The nous represents the contemplative possibilities of the human being. For the Fathers it is fundamentally that which links man with God, that leads him towards and unites him with God. By means of the nous man is objectively and in a definitive manner linked to God from the moment of his creation: the nous is in effect the image of God in man. This image can be masked or soiled by sin, but it cannot be destroyed: it is the indelible mark of man’s most profound being, of his veritable nature, the logos or constitutive principle of which cannot be altered.[ix]

Charioteer and Horses, painted tomb slab detail. National Archaeological Museum, Paestum, UNESCO World Heritage Site, Campania, Italy. As the charioteer skillfully steers the unruly horses in the right direction towards his goal, so is the nous to guide and direct the incensive and desiring powers of the soul towards the good by the reins of virtue.

Although the nous is higher than discursive reason (dianoia), the Fathers at times group these together when designating man as logikos, or rational, capable of governing himself and having freedom to make moral choices. Therefore the nous, as man’s highest faculty, is often called the egemonikon, since it is that power meant to direct the faculties of his whole psycho-somatic constitution towards the divine will.[x] The nous is also referred to as the spirit (pneuma) of man. Thus its “direct apprehension,” or intuition, is to be understood as seeing in the spirit according to the Spirit[xi], above abstract concepts, deductive reasoning, subjectivism, passions and fantasy.[xii] In short, the nous can apprehend reality objectively and grants certitude. This intuition encompasses a wide spectrum, from the loftiest forms of prophetic vision, to the more immediate knowledge of God through the beauty of Creation. Thus it also embraces the various forms of sacred art within the Church, which symbolically manifest the multifarious levels of this spiritual perception. The pictorial principles of iconography[xiii], harmoniously uniting the various national and stylistic schools, have arisen from centuries of collected artistic experience shaped by this inner vision, which from here on we will refer to as noetic intuition. As Aidan Hart puts it, “The way an icon is painted comes of this noetic way of seeing and in turn is designed to introduce the faithful into this noetic way of seeing.”[xiv]

***

As mentioned earlier, it is often said that the icon is not to be confused with “art,” a statement that needs some clarification, as it can be easily misinterpreted. Ironically, although used to emphasize the primary importance of the icon’s theological function over mere aestheticism, it at times ends up belittling its creative import and demands. Hence, some begin to think that anyone can paint an icon, since it only involves a strict conformity to “canonical” patterns in a step by step process, a kind of “color by numbers” method. Moreover, the icon’s abstract stylization becomes an excuse for the worst of distortions, which only betray lack of skill in the general principles of painting. So, if we are not cautious, we can unwittingly be left with ugliness and artistic ineptitude hailed as virtues, cloaked under the pietistic pretext: “The icon is not ‘art.’”
+===+
■ **Exercise instructions**
a – In the passage on the nous and iconography, what name is often given to the nous as man's highest faculty?
b – Carry on the passage about the nous and the icon from its final sentence.
The material after this text is separate from it.

■ **Record extracts**
+===+
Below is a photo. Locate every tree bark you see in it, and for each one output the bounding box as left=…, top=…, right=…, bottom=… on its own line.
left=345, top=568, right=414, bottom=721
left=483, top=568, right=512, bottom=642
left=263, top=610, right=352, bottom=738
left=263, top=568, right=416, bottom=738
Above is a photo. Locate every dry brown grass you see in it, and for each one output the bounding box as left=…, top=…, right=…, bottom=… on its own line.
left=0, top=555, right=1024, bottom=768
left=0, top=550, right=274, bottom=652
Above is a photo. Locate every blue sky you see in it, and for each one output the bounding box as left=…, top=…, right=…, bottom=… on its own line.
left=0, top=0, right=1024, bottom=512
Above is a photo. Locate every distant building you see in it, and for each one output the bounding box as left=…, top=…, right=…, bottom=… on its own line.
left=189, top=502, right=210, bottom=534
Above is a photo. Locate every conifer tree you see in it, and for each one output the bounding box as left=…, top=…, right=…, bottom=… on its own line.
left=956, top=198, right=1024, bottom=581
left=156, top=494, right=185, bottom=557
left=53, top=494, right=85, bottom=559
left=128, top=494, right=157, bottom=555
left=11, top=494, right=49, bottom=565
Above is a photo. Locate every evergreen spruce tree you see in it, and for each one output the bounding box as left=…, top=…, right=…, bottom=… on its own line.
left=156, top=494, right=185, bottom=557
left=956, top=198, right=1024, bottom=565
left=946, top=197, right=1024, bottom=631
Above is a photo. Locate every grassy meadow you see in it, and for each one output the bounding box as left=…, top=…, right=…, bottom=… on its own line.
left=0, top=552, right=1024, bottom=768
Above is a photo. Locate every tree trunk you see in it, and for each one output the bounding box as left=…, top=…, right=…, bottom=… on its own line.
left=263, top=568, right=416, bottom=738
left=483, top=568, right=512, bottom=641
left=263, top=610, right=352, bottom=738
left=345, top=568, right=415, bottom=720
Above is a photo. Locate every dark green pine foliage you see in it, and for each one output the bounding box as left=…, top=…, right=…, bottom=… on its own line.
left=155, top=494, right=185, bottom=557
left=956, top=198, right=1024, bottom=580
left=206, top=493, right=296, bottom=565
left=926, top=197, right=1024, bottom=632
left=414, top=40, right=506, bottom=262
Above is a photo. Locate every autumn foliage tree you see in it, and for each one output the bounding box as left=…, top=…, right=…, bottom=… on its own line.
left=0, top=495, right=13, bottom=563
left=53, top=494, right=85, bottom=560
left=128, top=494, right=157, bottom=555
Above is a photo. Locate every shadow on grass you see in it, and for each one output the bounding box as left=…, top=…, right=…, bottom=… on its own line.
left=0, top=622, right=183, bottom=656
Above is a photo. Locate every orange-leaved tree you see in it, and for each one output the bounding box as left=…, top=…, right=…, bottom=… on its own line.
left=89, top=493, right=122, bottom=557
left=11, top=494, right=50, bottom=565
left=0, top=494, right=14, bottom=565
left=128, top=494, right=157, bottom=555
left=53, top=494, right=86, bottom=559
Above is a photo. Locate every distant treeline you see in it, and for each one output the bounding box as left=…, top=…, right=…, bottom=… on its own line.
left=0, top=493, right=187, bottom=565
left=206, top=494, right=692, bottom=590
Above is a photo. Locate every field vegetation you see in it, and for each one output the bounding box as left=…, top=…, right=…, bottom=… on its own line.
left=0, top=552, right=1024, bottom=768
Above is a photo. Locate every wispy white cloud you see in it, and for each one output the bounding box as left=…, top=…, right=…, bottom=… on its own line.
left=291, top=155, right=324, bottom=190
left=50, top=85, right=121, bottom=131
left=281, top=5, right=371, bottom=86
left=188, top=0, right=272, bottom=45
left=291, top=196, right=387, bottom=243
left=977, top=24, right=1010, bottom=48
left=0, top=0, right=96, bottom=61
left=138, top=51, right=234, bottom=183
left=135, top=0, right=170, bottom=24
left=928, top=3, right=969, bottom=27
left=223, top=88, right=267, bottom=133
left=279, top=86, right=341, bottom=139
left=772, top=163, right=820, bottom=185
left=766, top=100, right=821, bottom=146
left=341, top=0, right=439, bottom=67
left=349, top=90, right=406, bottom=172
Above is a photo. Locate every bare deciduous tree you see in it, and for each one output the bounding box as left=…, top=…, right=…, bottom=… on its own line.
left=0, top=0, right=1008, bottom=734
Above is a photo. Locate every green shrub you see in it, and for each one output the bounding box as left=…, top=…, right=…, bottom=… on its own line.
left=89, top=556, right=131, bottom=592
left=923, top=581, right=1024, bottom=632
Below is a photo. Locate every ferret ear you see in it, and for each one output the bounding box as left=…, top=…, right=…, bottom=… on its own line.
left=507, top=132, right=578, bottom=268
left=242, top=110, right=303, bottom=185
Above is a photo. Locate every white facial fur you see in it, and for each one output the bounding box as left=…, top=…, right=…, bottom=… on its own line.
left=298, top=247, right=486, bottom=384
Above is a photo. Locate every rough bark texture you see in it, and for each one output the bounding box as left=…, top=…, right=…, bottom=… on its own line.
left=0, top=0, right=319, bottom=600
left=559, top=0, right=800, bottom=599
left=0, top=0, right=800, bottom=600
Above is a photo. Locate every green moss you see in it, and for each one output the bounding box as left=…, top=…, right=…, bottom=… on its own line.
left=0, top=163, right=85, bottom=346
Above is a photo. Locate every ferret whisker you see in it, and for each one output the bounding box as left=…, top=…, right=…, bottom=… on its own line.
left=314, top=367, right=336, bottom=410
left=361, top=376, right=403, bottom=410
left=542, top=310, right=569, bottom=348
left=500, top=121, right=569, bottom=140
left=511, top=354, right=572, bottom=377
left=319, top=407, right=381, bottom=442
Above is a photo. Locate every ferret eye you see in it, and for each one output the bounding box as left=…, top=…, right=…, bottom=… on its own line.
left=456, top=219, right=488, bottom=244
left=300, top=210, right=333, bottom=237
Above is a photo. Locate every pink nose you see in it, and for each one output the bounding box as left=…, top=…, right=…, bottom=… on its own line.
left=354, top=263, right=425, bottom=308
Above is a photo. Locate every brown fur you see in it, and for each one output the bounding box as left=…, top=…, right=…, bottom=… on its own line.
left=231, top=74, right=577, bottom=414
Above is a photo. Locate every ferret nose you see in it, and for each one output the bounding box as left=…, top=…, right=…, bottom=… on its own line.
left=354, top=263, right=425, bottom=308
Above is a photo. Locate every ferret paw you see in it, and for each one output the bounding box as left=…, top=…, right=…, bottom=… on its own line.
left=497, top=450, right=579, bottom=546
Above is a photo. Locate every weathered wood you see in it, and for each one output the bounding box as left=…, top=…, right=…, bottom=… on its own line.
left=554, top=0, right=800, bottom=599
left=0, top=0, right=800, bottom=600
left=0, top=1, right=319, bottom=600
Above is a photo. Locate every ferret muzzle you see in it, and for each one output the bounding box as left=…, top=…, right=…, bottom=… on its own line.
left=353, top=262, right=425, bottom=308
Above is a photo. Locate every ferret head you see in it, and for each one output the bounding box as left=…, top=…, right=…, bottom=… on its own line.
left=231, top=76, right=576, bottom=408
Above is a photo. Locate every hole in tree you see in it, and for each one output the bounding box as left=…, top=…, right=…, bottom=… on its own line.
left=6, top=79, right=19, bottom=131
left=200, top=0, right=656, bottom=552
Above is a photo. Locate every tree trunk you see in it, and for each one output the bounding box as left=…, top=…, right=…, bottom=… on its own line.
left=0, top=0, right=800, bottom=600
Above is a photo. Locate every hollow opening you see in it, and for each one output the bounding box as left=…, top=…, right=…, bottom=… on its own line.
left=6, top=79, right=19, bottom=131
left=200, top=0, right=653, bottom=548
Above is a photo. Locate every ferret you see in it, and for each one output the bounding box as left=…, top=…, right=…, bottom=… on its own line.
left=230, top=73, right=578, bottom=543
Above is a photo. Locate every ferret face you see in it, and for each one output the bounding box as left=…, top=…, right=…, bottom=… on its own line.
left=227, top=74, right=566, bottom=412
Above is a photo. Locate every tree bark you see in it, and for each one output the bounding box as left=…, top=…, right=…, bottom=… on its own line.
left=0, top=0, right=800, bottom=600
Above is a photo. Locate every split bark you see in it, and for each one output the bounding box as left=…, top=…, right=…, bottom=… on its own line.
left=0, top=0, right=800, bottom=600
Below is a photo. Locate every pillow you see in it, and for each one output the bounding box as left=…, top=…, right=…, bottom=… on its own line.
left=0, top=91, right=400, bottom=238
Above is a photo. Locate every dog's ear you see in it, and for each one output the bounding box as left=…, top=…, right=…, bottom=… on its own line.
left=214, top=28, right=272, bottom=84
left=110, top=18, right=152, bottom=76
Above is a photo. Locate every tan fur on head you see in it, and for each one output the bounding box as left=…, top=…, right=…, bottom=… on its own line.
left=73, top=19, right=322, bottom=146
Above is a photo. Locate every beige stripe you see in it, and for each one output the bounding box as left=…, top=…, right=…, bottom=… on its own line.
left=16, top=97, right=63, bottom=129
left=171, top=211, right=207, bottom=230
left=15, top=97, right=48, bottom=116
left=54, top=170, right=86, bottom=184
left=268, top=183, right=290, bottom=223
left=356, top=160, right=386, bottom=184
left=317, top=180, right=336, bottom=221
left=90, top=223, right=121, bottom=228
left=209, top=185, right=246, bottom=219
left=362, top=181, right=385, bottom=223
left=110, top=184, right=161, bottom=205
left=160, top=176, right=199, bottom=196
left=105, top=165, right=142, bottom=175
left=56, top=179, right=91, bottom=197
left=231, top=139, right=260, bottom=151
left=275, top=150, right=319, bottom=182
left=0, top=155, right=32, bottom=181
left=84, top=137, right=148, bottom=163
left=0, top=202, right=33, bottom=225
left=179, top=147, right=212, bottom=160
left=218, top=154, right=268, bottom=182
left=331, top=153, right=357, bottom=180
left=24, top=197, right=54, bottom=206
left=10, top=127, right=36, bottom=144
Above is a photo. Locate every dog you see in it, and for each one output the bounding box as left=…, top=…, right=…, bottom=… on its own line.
+===+
■ **Final answers**
a – The egemonikon.

b –
On the one hand, we would have to say that this statement is only partly true, if we mean by it that the icon is not to be confused with “gallery art.” That is, the icon is not an autonomous art object, “art for art’s sake,” an end in itself, an individualistic statement. But, on the other hand, it is a very specific kind of art, a liturgical art, and as such a major component in the “total work of art” of Church cult, the Divine Liturgy, in which various arts participate to create a harmonious synthesis, centered on the Eucharist and contributing towards the deification of man.

Bezallel and Aholiab at Work.
Paduan Bible Picture Book. Londra, British Library, ms Add (Additional) 15277, f 16. Originally published/produced in N. Italy, last quarter of 14th century.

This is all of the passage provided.